▶ [What the task requires]
Make an exact copy of all the entries, but do not reproduce the pictures.

Exercise materials section start

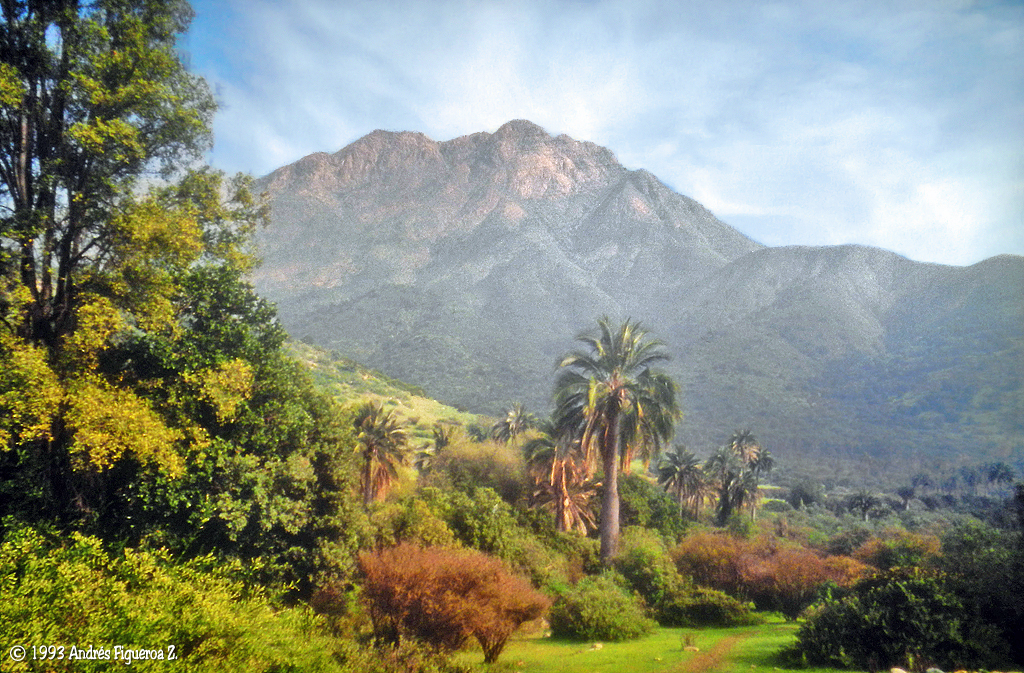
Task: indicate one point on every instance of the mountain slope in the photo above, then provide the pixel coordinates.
(468, 266)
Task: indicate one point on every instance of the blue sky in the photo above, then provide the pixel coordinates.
(898, 124)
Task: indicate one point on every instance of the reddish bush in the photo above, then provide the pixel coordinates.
(713, 559)
(899, 549)
(442, 596)
(772, 574)
(790, 580)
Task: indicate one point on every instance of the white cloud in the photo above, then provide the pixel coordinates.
(800, 122)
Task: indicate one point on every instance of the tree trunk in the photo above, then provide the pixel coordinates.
(609, 504)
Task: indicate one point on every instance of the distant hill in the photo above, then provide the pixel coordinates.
(468, 266)
(350, 383)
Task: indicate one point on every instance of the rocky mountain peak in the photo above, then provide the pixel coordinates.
(531, 164)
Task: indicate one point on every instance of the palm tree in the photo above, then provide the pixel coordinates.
(744, 445)
(730, 474)
(680, 471)
(381, 442)
(617, 406)
(516, 421)
(561, 479)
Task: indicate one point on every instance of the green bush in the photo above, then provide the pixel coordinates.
(904, 618)
(675, 600)
(645, 564)
(598, 608)
(75, 593)
(699, 606)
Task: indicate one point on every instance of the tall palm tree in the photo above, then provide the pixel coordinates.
(680, 471)
(382, 444)
(617, 405)
(561, 479)
(516, 421)
(730, 474)
(744, 445)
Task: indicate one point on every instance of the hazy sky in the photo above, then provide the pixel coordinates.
(891, 124)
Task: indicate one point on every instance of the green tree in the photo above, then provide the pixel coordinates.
(862, 503)
(729, 473)
(617, 405)
(382, 447)
(679, 471)
(560, 479)
(91, 96)
(517, 420)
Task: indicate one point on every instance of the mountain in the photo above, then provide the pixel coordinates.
(468, 266)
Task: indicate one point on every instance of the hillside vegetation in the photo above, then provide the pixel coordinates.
(180, 487)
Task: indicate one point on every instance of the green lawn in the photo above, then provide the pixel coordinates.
(745, 649)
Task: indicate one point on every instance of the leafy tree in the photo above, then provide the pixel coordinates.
(381, 443)
(598, 608)
(92, 96)
(609, 396)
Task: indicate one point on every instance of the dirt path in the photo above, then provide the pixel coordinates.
(711, 660)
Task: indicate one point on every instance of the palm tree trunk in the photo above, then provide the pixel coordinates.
(609, 504)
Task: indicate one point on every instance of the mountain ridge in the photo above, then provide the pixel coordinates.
(469, 265)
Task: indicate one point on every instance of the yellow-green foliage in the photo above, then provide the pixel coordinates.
(226, 386)
(76, 593)
(110, 422)
(29, 391)
(347, 382)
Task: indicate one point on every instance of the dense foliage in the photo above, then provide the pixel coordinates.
(443, 596)
(599, 608)
(904, 618)
(170, 473)
(198, 614)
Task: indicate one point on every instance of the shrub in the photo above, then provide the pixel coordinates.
(409, 520)
(904, 618)
(646, 566)
(74, 592)
(598, 608)
(712, 558)
(774, 574)
(443, 596)
(898, 549)
(700, 606)
(791, 579)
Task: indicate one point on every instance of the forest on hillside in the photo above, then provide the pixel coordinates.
(180, 484)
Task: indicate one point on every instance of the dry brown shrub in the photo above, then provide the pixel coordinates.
(772, 573)
(898, 549)
(442, 596)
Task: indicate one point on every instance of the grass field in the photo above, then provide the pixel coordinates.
(740, 649)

Exercise materials section end

▶ [Reply]
Task: indicate one point on every instance of the mountain slope in the photo above, then provide the pixel coordinates.
(468, 266)
Task: indicate one point on every instance of the blue sky in the photo above, then provide the pixel coordinates.
(898, 124)
Task: indicate one point on every instance of the reddish bush in the photo above, then provide the pixel coordinates.
(713, 559)
(899, 549)
(442, 596)
(772, 574)
(790, 580)
Task: indicate one point on every instance of the white cloud in the photo above, then provide the pixel coordinates.
(800, 122)
Task: indicate one point on every instance of the tree trunk in the photo above, then provide the pixel coordinates.
(609, 504)
Task: indicate one point on every instance of the distant hill in the photo above, then provide the pixel coordinates.
(468, 266)
(350, 383)
Task: indicate one point on every instance of the rocky mountain peak in the photo above, then provide the pixel coordinates.
(531, 164)
Task: indicate one point on every instance of the palm tree in the photo above, then provide the pixel coordinates.
(744, 445)
(730, 474)
(680, 471)
(381, 442)
(617, 406)
(516, 421)
(561, 479)
Task: indicate one point on every instance of the green bush in the photo above, then provide the pixel coordinates.
(904, 618)
(675, 600)
(645, 564)
(598, 608)
(75, 593)
(699, 606)
Task: indicate one point on every instance of the tall palm tree in the photo above, then provide the pixel coordinates.
(680, 471)
(382, 444)
(617, 405)
(561, 479)
(516, 421)
(730, 474)
(744, 445)
Task: indicate one point on every instance of the hazy sky in the photo above, then provide the pixel coordinates.
(891, 124)
Task: indicate one point on every instance of the green tree in the photo above, then provide the pixel coordinates.
(862, 503)
(729, 473)
(617, 405)
(382, 447)
(679, 471)
(560, 479)
(91, 96)
(517, 420)
Task: indicate one point on every instance of the mountain in the photo above, then provide the pixel coordinates.
(468, 266)
Task: indicate one point on every instance of the hillside vegetation in the photo above, then provide the pixel coordinates.
(180, 487)
Task: indicate one point on every instance of the green lawn in the photo above, then provide the pixel coordinates.
(745, 649)
Task: indicate one point on every instance of the leafy tree in the photo above, then provide the pixel coordinates.
(381, 443)
(598, 608)
(92, 96)
(609, 396)
Task: indicate one point on every instance of the dirt path in the photo above, then provide the pixel coordinates.
(711, 660)
Task: indicate one point on every instance of the palm tree trunk in the photo above, then provide the pixel coordinates.
(609, 504)
Task: indicate one point on every instance of the mountain ridge in the photo above, then provide the pixel coordinates.
(469, 265)
Task: indicate one point on every instance of the yellow-green foliage in the photo above, then provide the pixel coordinates.
(226, 386)
(76, 593)
(110, 422)
(29, 391)
(347, 382)
Task: indicate one point on every instance of the dense foliage in the photo above, then provide the pixel coordinates.
(443, 596)
(599, 608)
(904, 618)
(170, 473)
(198, 614)
Task: indicate one point on every instance of the shrub in the photo above, then provide the pixel coordinates.
(409, 520)
(904, 618)
(646, 566)
(74, 592)
(598, 608)
(712, 558)
(774, 574)
(443, 596)
(898, 549)
(700, 606)
(791, 579)
Task: indicate one point on every instance of the forest on hillside in the photo above, then provide the pixel coordinates.
(180, 484)
Task: indicate one point on every instance of the dry brown shrub in the photo above, then provide the pixel coordinates.
(772, 573)
(898, 549)
(442, 596)
Task: indicate one point on every instance of the grass field in the photo above, then provide the pixel coordinates.
(740, 649)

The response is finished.